GPUs for Training, LPUs for Inference: The Logic of Bifurcation
Why can't GPUs handle everything? AI training involves repeatedly processing massive datasets to adjust model weights. High throughput is the key here -- parallel computation across tens of terabytes of parameters demands large-capacity HBM and powerful compute units.
Inference, on the other hand, uses trained models to generate responses in real time. Every moment a chatbot crafts an answer, a coding agent generates code, or an AI NPC delivers dialogue in a game -- that's inference. What matters here isn't throughput but latency. Users want responses as fast as possible. These two demands are fundamentally at odds. That's the backdrop to Jensen Huang's declaration that 'the inference inflection has arrived.'
SRAM is the hardware answer to this problem. Positioned closer to the chip than HBM, it offers dramatically lower access latency. The trade-off is smaller capacity and higher cost -- but inference workloads don't need as much memory as training. Groq 3's all-in bet on SRAM is the result of choosing a design optimized for a specific problem: inference.

Source information ▸
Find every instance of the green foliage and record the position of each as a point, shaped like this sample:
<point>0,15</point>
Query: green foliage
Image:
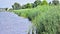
<point>16,6</point>
<point>48,22</point>
<point>37,2</point>
<point>45,18</point>
<point>55,2</point>
<point>28,5</point>
<point>44,2</point>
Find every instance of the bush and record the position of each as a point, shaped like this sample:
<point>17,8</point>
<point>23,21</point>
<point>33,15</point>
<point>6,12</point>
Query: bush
<point>48,22</point>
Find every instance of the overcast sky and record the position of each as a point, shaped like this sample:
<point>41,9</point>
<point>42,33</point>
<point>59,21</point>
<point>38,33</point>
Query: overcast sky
<point>9,3</point>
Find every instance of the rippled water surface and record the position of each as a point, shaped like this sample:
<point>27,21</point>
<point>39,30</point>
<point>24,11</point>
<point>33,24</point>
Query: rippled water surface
<point>10,23</point>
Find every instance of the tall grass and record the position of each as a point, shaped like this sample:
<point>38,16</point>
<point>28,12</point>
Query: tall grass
<point>45,18</point>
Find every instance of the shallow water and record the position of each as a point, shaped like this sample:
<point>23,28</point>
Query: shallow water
<point>11,23</point>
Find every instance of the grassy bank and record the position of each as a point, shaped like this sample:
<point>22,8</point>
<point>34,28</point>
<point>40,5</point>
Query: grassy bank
<point>45,18</point>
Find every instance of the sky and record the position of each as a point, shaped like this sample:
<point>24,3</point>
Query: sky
<point>9,3</point>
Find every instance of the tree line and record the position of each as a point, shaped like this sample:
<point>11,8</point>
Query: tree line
<point>17,6</point>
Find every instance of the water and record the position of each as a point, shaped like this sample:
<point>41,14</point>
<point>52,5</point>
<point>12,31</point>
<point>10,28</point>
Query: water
<point>11,23</point>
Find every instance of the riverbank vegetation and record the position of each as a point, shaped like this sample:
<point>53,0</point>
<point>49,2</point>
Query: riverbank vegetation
<point>45,17</point>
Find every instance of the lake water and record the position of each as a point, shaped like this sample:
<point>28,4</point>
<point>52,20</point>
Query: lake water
<point>11,23</point>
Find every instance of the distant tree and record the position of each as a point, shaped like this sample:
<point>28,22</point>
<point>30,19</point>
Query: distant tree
<point>44,2</point>
<point>55,2</point>
<point>28,5</point>
<point>16,6</point>
<point>37,2</point>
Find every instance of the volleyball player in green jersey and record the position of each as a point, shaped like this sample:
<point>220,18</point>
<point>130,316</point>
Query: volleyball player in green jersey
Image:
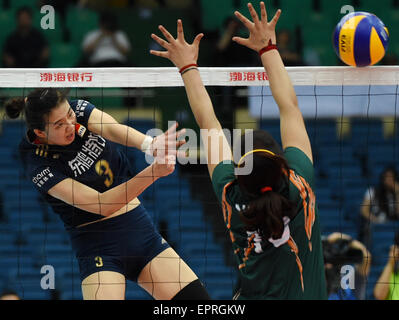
<point>270,213</point>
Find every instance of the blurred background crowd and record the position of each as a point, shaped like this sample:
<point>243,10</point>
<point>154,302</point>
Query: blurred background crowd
<point>358,185</point>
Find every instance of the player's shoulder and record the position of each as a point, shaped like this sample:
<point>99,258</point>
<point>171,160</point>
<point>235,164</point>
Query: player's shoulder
<point>33,155</point>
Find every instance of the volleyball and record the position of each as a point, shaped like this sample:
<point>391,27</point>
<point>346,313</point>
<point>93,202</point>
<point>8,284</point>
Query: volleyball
<point>361,39</point>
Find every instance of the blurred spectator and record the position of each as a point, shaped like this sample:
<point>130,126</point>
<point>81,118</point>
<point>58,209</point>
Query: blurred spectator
<point>287,50</point>
<point>380,204</point>
<point>108,46</point>
<point>26,47</point>
<point>339,250</point>
<point>387,287</point>
<point>9,295</point>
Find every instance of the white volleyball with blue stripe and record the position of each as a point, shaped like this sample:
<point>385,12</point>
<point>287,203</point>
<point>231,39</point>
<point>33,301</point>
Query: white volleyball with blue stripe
<point>361,39</point>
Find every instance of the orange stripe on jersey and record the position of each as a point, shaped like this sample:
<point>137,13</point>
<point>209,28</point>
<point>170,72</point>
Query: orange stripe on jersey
<point>225,206</point>
<point>310,216</point>
<point>232,237</point>
<point>306,192</point>
<point>294,249</point>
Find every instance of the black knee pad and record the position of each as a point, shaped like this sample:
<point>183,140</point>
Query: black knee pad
<point>193,291</point>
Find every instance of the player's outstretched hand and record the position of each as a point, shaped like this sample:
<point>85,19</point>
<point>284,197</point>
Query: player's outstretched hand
<point>178,50</point>
<point>260,31</point>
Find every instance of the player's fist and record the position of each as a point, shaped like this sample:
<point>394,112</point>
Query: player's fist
<point>164,166</point>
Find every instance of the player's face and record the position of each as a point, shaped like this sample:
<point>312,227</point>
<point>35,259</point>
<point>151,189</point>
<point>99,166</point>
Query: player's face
<point>61,125</point>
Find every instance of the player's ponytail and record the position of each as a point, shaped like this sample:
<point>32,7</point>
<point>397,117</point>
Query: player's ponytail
<point>267,207</point>
<point>14,107</point>
<point>266,188</point>
<point>36,106</point>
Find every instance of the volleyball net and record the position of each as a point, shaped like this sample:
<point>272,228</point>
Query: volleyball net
<point>351,118</point>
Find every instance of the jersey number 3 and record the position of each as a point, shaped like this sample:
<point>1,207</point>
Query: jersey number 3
<point>103,169</point>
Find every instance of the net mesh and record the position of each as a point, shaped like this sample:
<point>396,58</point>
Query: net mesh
<point>351,118</point>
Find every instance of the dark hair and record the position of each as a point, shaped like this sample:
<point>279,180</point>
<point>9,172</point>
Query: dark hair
<point>266,210</point>
<point>39,103</point>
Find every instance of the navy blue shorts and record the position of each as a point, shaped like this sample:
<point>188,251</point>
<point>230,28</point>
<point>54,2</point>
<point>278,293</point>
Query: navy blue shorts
<point>123,244</point>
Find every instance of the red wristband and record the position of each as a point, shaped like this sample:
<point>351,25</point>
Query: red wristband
<point>188,66</point>
<point>269,47</point>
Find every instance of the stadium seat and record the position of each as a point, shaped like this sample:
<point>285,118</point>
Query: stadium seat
<point>214,14</point>
<point>333,8</point>
<point>64,55</point>
<point>7,25</point>
<point>79,22</point>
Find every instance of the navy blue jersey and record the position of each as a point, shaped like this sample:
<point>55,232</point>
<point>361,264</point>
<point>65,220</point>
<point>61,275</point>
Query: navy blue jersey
<point>89,159</point>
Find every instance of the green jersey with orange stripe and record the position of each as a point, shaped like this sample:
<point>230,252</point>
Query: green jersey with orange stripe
<point>291,269</point>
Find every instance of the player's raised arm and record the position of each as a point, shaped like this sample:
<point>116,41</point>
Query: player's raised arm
<point>262,39</point>
<point>105,125</point>
<point>184,56</point>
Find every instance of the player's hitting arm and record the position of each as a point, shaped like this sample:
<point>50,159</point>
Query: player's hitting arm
<point>105,125</point>
<point>183,54</point>
<point>215,143</point>
<point>293,131</point>
<point>83,197</point>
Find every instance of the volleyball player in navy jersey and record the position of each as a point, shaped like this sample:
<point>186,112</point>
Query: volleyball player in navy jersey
<point>68,155</point>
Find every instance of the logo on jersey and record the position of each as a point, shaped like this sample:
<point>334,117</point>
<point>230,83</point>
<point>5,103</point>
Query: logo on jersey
<point>41,178</point>
<point>90,152</point>
<point>80,130</point>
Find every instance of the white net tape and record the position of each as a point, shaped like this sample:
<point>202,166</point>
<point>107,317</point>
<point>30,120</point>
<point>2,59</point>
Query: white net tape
<point>169,77</point>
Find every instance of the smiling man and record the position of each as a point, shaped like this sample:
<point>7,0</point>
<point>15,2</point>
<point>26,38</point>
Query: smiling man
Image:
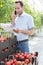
<point>23,26</point>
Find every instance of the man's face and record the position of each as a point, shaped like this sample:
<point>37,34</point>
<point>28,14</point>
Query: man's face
<point>18,8</point>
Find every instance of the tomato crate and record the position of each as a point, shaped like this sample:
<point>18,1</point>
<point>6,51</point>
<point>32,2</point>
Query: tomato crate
<point>9,55</point>
<point>20,59</point>
<point>7,44</point>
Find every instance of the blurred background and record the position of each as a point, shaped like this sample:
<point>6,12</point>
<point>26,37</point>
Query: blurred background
<point>34,8</point>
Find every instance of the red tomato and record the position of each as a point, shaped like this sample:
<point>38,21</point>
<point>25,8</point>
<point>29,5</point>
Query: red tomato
<point>8,63</point>
<point>27,61</point>
<point>19,63</point>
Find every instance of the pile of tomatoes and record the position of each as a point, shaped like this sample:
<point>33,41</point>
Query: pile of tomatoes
<point>20,58</point>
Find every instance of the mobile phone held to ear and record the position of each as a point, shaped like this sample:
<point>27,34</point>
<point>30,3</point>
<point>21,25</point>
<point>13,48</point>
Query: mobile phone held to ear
<point>15,12</point>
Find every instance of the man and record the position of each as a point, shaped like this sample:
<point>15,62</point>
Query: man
<point>23,26</point>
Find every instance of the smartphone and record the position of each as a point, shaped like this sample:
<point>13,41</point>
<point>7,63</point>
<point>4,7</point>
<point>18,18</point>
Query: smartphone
<point>15,12</point>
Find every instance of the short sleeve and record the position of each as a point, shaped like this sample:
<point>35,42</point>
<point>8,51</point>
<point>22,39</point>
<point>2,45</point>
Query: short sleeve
<point>30,23</point>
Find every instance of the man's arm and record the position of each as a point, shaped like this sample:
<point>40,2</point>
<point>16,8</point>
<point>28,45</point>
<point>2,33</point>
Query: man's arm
<point>27,32</point>
<point>13,16</point>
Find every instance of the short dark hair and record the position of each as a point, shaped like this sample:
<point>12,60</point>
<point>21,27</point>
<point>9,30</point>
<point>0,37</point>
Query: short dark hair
<point>21,3</point>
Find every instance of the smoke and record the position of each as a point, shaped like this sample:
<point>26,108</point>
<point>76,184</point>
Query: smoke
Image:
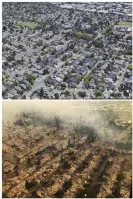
<point>87,113</point>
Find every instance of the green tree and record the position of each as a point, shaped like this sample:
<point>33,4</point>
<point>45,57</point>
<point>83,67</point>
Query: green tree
<point>41,94</point>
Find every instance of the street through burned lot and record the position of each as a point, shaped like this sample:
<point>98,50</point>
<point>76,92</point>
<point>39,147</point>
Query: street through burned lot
<point>46,156</point>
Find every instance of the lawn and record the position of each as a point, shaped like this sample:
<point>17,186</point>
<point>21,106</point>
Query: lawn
<point>125,23</point>
<point>130,67</point>
<point>28,24</point>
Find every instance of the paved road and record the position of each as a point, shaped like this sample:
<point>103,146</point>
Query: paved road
<point>40,83</point>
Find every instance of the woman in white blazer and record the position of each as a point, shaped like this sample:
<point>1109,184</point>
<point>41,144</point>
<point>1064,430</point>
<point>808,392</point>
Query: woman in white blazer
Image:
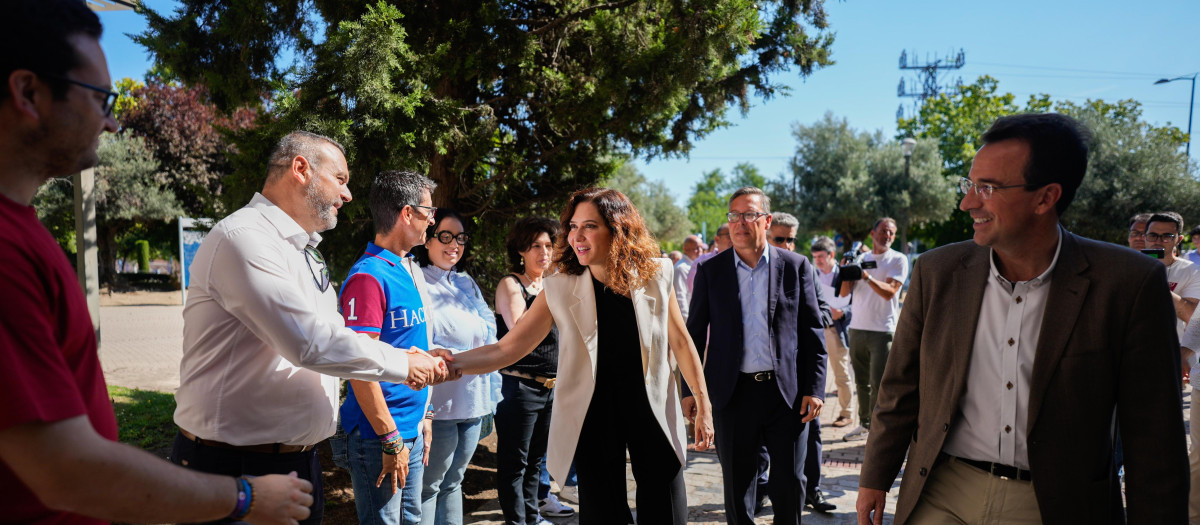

Tasks to perform ▸
(1) Please set down everything in the passage on GPUs and LPUs from "GPUs for Training, LPUs" down to "powerful compute units.".
(2) Translate this sentence from the passage on GPUs and LPUs into Spanish: "Users want responses as fast as possible."

Replies ▸
(1)
GPUs for Training, LPUs for Inference: The Logic of Bifurcation
Why can't GPUs handle everything? AI training involves repeatedly processing massive datasets to adjust model weights. High throughput is the key here -- parallel computation across tens of terabytes of parameters demands large-capacity HBM and powerful compute units.

(2) Los usuarios quieren respuestas lo más rápido posible.